I have ordered from:

Freshdirect- they have great products, wonderful selection of local and organic things. The prices can be high on a lot of things, specially meat. The sales are good at times. I've used them almost exclusively for about 3 years. They have great customer service and with a $70 delivery pass you get free delivery for 6 months of orders over 30 bucks. Here in NY they deliver alcohol, flowers and party catering types of things. Cons: product selection for national brands is not great and they don't always have new and trendy products. They also deliver in boxes which need to be recycled. 

Peapod: Except for sale items I have found them very expensive, you can't shop from their store sales, and the fees are high unless they have a coupon code. They also don't always carry the same things as the stores.

> **Data supplied**:

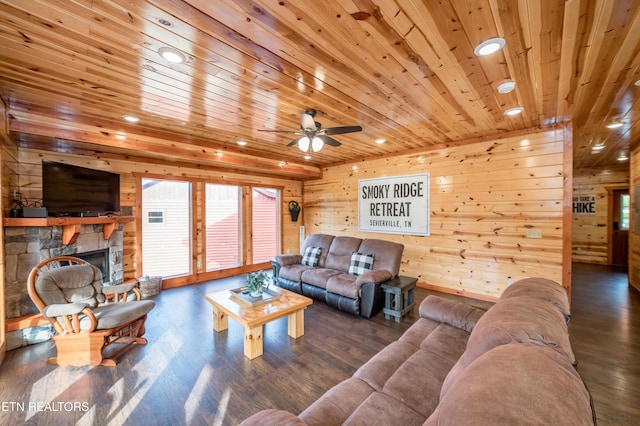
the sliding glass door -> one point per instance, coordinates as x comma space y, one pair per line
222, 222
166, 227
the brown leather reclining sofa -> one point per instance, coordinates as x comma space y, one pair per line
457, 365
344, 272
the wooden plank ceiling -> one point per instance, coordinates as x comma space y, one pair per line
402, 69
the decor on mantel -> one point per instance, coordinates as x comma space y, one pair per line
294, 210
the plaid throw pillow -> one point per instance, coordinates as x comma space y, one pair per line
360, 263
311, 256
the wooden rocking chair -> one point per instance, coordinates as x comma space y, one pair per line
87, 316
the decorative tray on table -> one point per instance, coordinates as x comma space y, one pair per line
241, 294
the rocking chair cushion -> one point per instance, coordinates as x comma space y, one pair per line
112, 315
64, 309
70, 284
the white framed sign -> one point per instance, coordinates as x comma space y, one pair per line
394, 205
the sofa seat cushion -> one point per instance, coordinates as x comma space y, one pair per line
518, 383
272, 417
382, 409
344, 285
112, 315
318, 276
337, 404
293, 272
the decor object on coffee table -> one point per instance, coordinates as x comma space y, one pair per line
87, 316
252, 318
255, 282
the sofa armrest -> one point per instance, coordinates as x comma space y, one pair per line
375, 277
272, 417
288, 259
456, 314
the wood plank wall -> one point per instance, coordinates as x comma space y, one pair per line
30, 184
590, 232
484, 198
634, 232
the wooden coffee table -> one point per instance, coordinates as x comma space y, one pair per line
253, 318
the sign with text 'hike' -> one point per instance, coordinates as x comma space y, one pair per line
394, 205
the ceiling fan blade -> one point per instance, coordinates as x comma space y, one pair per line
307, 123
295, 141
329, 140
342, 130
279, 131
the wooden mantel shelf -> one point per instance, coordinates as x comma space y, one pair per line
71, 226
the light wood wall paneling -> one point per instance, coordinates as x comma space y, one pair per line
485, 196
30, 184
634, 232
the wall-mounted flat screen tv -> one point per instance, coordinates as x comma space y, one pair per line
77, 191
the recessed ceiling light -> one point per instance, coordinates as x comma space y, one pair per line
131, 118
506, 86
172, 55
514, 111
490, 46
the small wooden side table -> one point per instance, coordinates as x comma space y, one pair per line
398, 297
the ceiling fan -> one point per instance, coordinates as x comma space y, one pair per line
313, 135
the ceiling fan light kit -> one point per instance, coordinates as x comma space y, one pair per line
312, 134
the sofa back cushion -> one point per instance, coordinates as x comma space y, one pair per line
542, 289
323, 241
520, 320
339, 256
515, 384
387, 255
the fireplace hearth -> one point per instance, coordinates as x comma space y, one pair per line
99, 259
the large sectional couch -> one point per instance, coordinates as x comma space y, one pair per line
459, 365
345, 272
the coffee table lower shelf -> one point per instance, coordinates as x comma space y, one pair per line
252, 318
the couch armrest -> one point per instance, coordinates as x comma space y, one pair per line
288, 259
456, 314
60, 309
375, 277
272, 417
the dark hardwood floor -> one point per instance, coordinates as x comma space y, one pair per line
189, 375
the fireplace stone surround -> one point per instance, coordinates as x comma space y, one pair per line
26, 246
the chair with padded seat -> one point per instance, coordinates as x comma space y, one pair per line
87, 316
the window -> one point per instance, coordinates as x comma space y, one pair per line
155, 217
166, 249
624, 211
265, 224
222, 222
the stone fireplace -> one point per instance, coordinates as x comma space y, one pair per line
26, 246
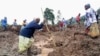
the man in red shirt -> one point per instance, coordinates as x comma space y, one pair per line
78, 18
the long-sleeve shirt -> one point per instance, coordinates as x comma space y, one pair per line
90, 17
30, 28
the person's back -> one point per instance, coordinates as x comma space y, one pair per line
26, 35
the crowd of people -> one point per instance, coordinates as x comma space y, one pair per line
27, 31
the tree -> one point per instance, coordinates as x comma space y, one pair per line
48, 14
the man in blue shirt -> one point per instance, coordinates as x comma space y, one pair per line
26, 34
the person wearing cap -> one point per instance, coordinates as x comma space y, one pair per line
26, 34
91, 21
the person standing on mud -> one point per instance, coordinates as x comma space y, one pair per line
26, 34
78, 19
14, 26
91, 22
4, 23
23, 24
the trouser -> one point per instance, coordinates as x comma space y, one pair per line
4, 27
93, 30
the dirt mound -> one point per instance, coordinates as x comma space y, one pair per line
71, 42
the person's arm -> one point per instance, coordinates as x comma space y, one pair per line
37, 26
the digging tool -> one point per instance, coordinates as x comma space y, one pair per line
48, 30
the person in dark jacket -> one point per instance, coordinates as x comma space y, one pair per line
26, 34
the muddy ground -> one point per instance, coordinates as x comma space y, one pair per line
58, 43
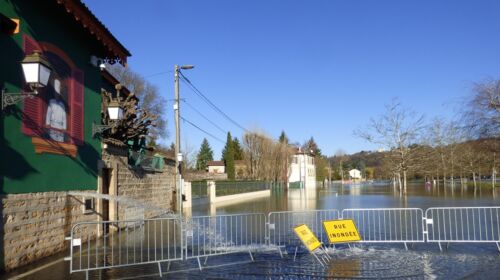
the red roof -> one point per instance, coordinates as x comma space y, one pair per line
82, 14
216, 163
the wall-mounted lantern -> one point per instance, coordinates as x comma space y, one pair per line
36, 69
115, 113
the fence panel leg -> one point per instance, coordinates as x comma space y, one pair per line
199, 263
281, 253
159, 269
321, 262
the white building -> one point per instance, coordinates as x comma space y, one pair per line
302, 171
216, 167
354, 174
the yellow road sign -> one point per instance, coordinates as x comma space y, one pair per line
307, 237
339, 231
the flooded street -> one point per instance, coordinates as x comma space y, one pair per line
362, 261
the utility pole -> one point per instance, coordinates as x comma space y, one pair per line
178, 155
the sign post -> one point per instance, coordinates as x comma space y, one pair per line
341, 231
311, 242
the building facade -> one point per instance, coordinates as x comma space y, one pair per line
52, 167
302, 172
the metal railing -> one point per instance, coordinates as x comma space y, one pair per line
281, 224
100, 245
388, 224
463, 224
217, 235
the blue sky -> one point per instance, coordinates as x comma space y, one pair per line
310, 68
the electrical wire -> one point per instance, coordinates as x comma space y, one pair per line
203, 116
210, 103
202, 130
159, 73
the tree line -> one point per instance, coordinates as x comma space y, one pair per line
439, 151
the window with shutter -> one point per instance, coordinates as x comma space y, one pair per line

> **Problems to solve**:
A – Return the post about grocery delivery services word for word, in full.
B – In the records, between the line holding "the trouser ->" and the end of the records, inclusive, change "utility pole" to "power pole" and keep everything else the same. Give only those lines, and leave the pictures out.
The post and the records are separate materials, and neither one refers to the other.

> **Answers given**:
A –
I have ordered from:

Freshdirect- they have great products, wonderful selection of local and organic things. The prices can be high on a lot of things, specially meat. The sales are good at times. I've used them almost exclusively for about 3 years. They have great customer service and with a $70 delivery pass you get free delivery for 6 months of orders over 30 bucks. Here in NY they deliver alcohol, flowers and party catering types of things. Cons: product selection for national brands is not great and they don't always have new and trendy products. They also deliver in boxes which need to be recycled. 

Peapod: Except for sale items I have found them very expensive, you can't shop from their store sales, and the fees are high unless they have a coupon code. They also don't always carry the same things as the stores.

B –
the trouser -> one point per instance, coordinates as x comma space y, one pair per line
4, 27
93, 30
the dirt mound -> one point per instance, coordinates as x comma space y, one pair per line
71, 42
the person's arm -> one point per instance, coordinates as x comma space y, one pair per line
37, 26
the digging tool -> one point per instance, coordinates as x comma space y, one pair per line
48, 30
the person in dark jacket -> one point per instance, coordinates as x comma space y, one pair per line
26, 34
the muddy ground -> one point per instance, coordinates as x comma space y, one pair per line
58, 43
the red roof -> one point per instance, coordinates as x comma space y, one pair per line
82, 14
216, 163
the wall-mounted lantern -> one point per instance, coordinates as x comma space y, one pair per line
36, 69
115, 113
the fence panel leg -> one point per instance, coordinates as x comma space y, one pair per line
199, 263
281, 253
159, 269
321, 262
the white building -> one point per instance, coordinates as x comma space y, one pair per line
302, 171
216, 167
354, 174
the yellow road sign -> one point per instance, coordinates as x comma space y, one pair per line
307, 237
339, 231
the flooded street -> one point per instance, coordinates as x comma space y, one pair per line
362, 261
the power pole -> one point per instance, coordinates as x comma space y, one pair per line
178, 155
the sign post -> one point per instance, coordinates as x comma space y, one pair per line
341, 231
311, 242
the building facade -> one point per instance, coordinates as x comma space y, one pair per line
52, 167
302, 172
the metal railing -> one point per instance, coordinates as x comma space y, one pair per line
281, 224
100, 245
388, 224
463, 224
217, 235
the blue sky -> one point per instance, coordinates as x comma space y, one pair per line
310, 68
the electrical wire -> one point per instance, coordinates as x comma space y, one pair per line
203, 116
210, 103
202, 130
159, 73
the tree line -> one point per instance, coordinates as x comma space y, one pair per line
439, 151
the window with shutter -> one point per instance, coordinates as x comma space y, one pair per line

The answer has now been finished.